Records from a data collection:
________
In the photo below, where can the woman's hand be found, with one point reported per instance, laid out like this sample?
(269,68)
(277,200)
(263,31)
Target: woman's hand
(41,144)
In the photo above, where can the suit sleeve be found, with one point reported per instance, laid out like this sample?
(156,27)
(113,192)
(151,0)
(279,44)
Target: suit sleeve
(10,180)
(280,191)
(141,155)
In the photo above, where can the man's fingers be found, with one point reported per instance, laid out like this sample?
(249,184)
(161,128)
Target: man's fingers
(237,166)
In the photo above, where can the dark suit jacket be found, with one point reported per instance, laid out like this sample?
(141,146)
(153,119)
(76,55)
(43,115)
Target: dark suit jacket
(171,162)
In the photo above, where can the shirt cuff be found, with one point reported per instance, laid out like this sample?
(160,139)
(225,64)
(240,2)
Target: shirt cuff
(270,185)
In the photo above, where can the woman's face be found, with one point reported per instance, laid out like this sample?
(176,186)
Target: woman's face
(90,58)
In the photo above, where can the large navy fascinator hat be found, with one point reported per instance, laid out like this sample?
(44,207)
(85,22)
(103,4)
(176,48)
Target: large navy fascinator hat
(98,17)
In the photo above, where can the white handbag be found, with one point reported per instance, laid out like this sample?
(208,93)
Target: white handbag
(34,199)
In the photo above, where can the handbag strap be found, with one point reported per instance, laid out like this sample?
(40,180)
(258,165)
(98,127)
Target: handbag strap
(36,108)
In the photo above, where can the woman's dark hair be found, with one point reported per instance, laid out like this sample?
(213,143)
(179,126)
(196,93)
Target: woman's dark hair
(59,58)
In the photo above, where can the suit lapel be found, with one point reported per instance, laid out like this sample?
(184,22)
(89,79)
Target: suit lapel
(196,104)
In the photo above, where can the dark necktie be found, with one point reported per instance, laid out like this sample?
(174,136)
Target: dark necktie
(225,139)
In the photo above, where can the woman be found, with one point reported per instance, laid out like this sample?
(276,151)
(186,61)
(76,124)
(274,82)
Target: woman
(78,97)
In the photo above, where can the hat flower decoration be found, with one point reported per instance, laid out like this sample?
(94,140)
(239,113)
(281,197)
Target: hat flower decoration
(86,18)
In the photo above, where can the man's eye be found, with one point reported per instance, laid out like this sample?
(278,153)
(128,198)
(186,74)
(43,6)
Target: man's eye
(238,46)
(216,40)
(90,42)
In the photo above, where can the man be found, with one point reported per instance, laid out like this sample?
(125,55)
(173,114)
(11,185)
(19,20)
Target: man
________
When you copy the data, keep every line word for word.

ANSWER SPACE ::
In the photo below, where can the woman's hand be found, with one point reported per instance, laid out like this sample?
(269,68)
(277,200)
(263,31)
Target: woman's hand
(41,144)
In the photo above, where can the suit sleeve be found, with one point reported per instance, laid out like this sample?
(156,27)
(113,192)
(151,0)
(279,44)
Target: suit sleeve
(10,180)
(280,191)
(141,155)
In the photo above, where can the man's fingers be found, with one point reported per instance, laid out like this sample?
(249,184)
(161,128)
Target: man's fingers
(237,166)
In the photo above, where can the dark suit jacket be found, with one point reported per instance, laid out like this sample?
(141,146)
(153,119)
(76,55)
(43,115)
Target: dark suit jacket
(171,162)
In the photo above, where can the shirt cuff be found, with one point reported per instance, laid out like this sample?
(160,139)
(225,64)
(240,2)
Target: shirt cuff
(270,185)
In the photo above, where can the woman's face be found, with one point reported per instance, laid out like this sample?
(176,186)
Target: woman's face
(90,58)
In the photo above, where can the large navy fascinator hat be found, with one point reported per instance, laid out like this sample?
(44,207)
(85,22)
(103,4)
(176,48)
Target: large navy fascinator hat
(98,17)
In the photo above, where can the white handbag be found, with one point reported per instance, laid out like this sample?
(208,93)
Target: white handbag
(34,199)
In the photo above, where can the handbag strap be found, with one point reported per instance, laid out like this sample?
(40,180)
(258,165)
(98,127)
Target: handbag strap
(36,108)
In the photo above, where can the woman's dark hair be found, with one point reported per instance, laid out like this sample?
(213,143)
(179,126)
(196,93)
Target: woman's dark hair
(59,58)
In the photo above, where can the suit lapel be found, with one point reported per instance, laid out like this sample?
(184,22)
(89,79)
Target: suit lapel
(196,104)
In the photo above, where can the dark necktie be found, with one point reported per instance, laid out like this sample?
(174,136)
Target: dark necktie
(225,139)
In the photo above, where can the woman be found, with one point reported per instance, laid out like this sample?
(276,151)
(186,61)
(76,124)
(274,82)
Target: woman
(78,97)
In the photo above, where can the hat flower decoration be found, with one point reported per instance, laid out like this sample?
(94,140)
(239,113)
(281,197)
Target: hat flower decoration
(86,18)
In the photo above, where can the man's eye be found, with one point reported per instance, laid out like this sample?
(278,153)
(128,198)
(186,74)
(43,6)
Target: man's eye
(238,46)
(216,40)
(90,42)
In the photo above, where can the man be found, with one point reported per instance, laid out like this sample?
(125,55)
(173,114)
(11,185)
(19,20)
Target: man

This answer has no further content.